AIM OF THE TASK –
Check three statements against the passage below about the London Necropolis Company: (a) the company was established by Act of Parliament in 1852; (b) Brookwood Cemetery covered the entire tract of land the company bought in Surrey; (c) the company meant to create one cemetery able to hold all of London's future burials. Answer yes or no for each, quoting the words of the passage that decide it.

### SOURCE DOCUMENT ###

The London Necropolis Company (LNC), formally the London Necropolis & National Mausoleum Company until 1927, was a cemetery operator established by Act of Parliament in 1852 in reaction to the crisis caused by the closure of London's graveyards in 1851. The LNC intended to establish a single cemetery large enough to accommodate all of London's future burials in perpetuity. The company's founders recognised that the recently invented technology of the railway provided the ability to conduct burials far from populated areas, mitigating concerns over public health risks from living near burial sites. Accordingly, the company bought a large tract of land in Brookwood, Surrey, around 25 miles (40 km) from London, and converted a portion of it into Brookwood Cemetery. A dedicated railway line, the London Necropolis Railway, linked the new cemetery to the city.

### GIVEN RECORDS ###

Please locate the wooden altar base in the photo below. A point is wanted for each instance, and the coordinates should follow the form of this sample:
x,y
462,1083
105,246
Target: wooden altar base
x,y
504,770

###
### GIVEN RECORDS ###

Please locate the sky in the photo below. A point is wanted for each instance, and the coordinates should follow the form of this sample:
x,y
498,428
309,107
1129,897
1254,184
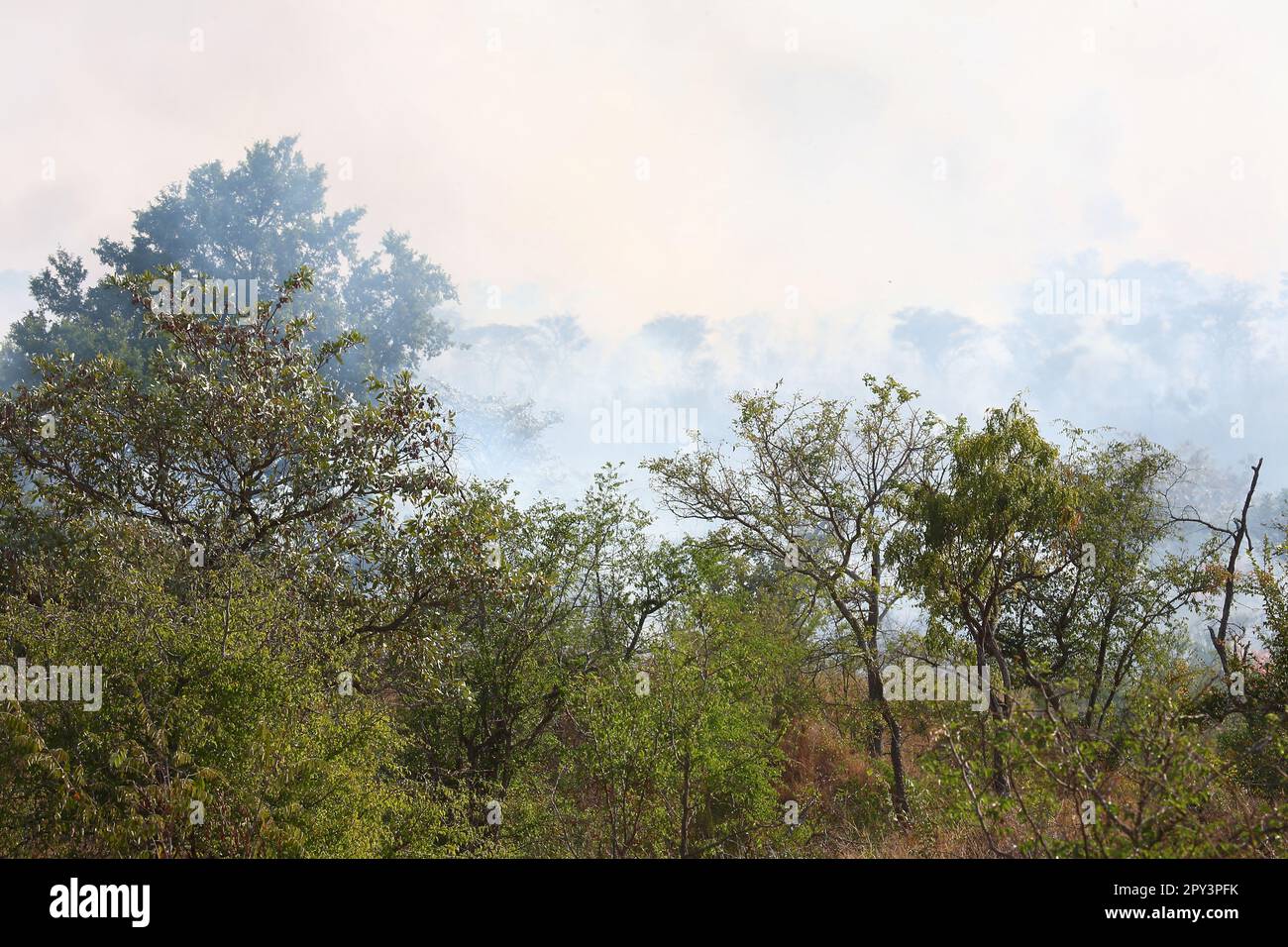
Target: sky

###
### GIVEN RECORDS ###

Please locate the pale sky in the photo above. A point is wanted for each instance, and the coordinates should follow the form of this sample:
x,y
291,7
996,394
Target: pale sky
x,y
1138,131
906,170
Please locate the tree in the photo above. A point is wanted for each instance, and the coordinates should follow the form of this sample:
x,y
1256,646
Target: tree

###

RESULT OF THIS TASK –
(a) Yes: "established by Act of Parliament in 1852"
(b) No: "converted a portion of it into Brookwood Cemetery"
(c) Yes: "a single cemetery large enough to accommodate all of London's future burials in perpetuity"